>> BEGIN
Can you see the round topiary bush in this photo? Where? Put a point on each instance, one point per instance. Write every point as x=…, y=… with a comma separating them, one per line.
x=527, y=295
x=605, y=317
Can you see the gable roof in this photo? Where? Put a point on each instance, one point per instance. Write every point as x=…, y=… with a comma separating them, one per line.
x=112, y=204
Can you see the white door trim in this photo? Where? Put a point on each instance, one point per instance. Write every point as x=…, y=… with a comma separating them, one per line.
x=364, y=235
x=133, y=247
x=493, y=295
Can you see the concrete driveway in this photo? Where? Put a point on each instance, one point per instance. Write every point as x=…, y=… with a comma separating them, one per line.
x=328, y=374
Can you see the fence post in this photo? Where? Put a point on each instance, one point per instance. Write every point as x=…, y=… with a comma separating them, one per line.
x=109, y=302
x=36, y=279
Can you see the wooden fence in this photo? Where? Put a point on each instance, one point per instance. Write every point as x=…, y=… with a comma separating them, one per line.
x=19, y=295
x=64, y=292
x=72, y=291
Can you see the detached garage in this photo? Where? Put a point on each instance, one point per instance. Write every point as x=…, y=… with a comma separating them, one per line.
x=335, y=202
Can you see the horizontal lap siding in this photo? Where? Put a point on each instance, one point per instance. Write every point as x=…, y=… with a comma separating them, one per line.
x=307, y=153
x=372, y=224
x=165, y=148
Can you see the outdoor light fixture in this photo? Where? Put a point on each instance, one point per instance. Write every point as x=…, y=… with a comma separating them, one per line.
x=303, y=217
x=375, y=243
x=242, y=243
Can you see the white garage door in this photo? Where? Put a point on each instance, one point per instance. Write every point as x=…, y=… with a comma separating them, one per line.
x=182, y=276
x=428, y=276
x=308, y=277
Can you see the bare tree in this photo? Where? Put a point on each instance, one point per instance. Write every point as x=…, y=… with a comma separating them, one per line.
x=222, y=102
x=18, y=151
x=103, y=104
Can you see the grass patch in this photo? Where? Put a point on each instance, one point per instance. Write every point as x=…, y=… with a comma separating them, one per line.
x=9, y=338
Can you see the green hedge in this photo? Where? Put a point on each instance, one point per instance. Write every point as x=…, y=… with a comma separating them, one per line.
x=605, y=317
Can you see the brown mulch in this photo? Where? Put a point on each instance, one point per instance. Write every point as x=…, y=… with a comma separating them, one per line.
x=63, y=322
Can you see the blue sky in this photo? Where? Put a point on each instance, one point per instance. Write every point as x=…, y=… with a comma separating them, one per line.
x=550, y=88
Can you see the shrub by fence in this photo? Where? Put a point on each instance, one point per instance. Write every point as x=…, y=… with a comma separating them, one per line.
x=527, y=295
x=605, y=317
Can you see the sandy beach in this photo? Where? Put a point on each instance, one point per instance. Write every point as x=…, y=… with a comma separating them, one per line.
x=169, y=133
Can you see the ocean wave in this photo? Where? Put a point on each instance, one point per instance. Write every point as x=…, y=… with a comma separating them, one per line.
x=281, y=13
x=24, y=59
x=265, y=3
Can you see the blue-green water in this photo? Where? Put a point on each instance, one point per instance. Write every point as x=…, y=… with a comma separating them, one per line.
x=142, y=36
>> END
## TASK PROMPT:
Rewrite all of the material above with each "Put a point" changed to "Place a point", leaving everything else as it is.

## ANSWER TO THE TASK:
Can you see the round topiary bush in this photo? Where? Place a point on each instance, one point per instance. Write every point as x=…, y=… with a comma separating them, one per line.
x=527, y=295
x=605, y=317
Can you see the gable roof in this photo? Where? Place a point on each instance, one point per instance. Write every point as x=…, y=… with a comma separating them, one per line.
x=112, y=204
Can you see the white door trim in this photo? Where? Place a point on each instance, one point per instance. Write every point as x=…, y=… with a comma separating them, one per line.
x=364, y=235
x=133, y=247
x=493, y=295
Can you see the concrete driveway in this photo? Where? Place a point on each instance, one point per instance. Write every point as x=…, y=… with a comma separating them, one per line.
x=328, y=374
Can you see the fence post in this photo? Where? Place a point on each instance, one point per instance. Write every point as x=…, y=… with a comma separating them, one per line.
x=109, y=302
x=36, y=279
Can you see the wooden fence in this photo? Where? Place a point on each instance, one point per instance. Write every point as x=…, y=… with a comma separating them, one per line.
x=19, y=295
x=64, y=292
x=72, y=291
Can you see the detached garage in this photo? Where? Place a point on each instance, one point per instance. Write every point as x=…, y=… with a comma separating them, one per line.
x=335, y=202
Can you see the horizontal lap siding in this photo? Where? Place a point on each instance, one point per instance. Write every point as x=…, y=… with a comma separating them, one per line.
x=307, y=153
x=372, y=224
x=165, y=148
Can you see the outdoor light fixture in this photo? Where? Place a point on each instance, one point per instance. Write every point as x=…, y=… with a comma separating them, one per line.
x=303, y=217
x=375, y=243
x=242, y=243
Can you see the white garage door in this photo? Where? Place a point on each instance, one point per instance. Write every point as x=…, y=… with a comma separating them, one per line.
x=182, y=276
x=428, y=276
x=308, y=277
Can you see the bare tree in this photo? Where? Place a point on each instance, one point per instance. Write every point as x=…, y=… with a comma separating them, one per line.
x=222, y=102
x=18, y=151
x=103, y=104
Can you see the grass patch in this photo? Where? Place a point on each instance, one point per instance. Write every point as x=…, y=… with a comma separating them, one per line.
x=9, y=338
Can you see the green hedge in this photo? Where? Place a point on each instance, one point per instance. Write every point as x=…, y=… with a comma separating them, one per line.
x=605, y=317
Can you see the brown mulch in this photo? Where? Place a point on each instance, one point per instance. Write every point as x=…, y=… with a comma separating them, one per line.
x=63, y=322
Can you see the blue sky in this photo? Where? Place a point on each instance, one point per instance. Write every point as x=…, y=… with a comma separating them, one per line.
x=550, y=88
Can you see the shrub by fence in this photo? Where? Place a point on each instance, one point per instance. Write every point as x=…, y=… with a comma separating them, one per line.
x=527, y=295
x=605, y=317
Can you see the sandy beach in this photo? Where? Place a point on each instance, one point per instance. Write every point as x=…, y=… with a comma separating them, one per line.
x=169, y=133
Can you see the ocean wave in this photo? Where? Place a point on each instance, one point per instance. Write every point as x=…, y=… with a comma separating them, one per line.
x=281, y=13
x=24, y=59
x=265, y=3
Can you see the blue-green water in this photo? Where? Place a point on each instance, one point per instance. Write every point as x=…, y=… with a comma separating them, one per line.
x=142, y=36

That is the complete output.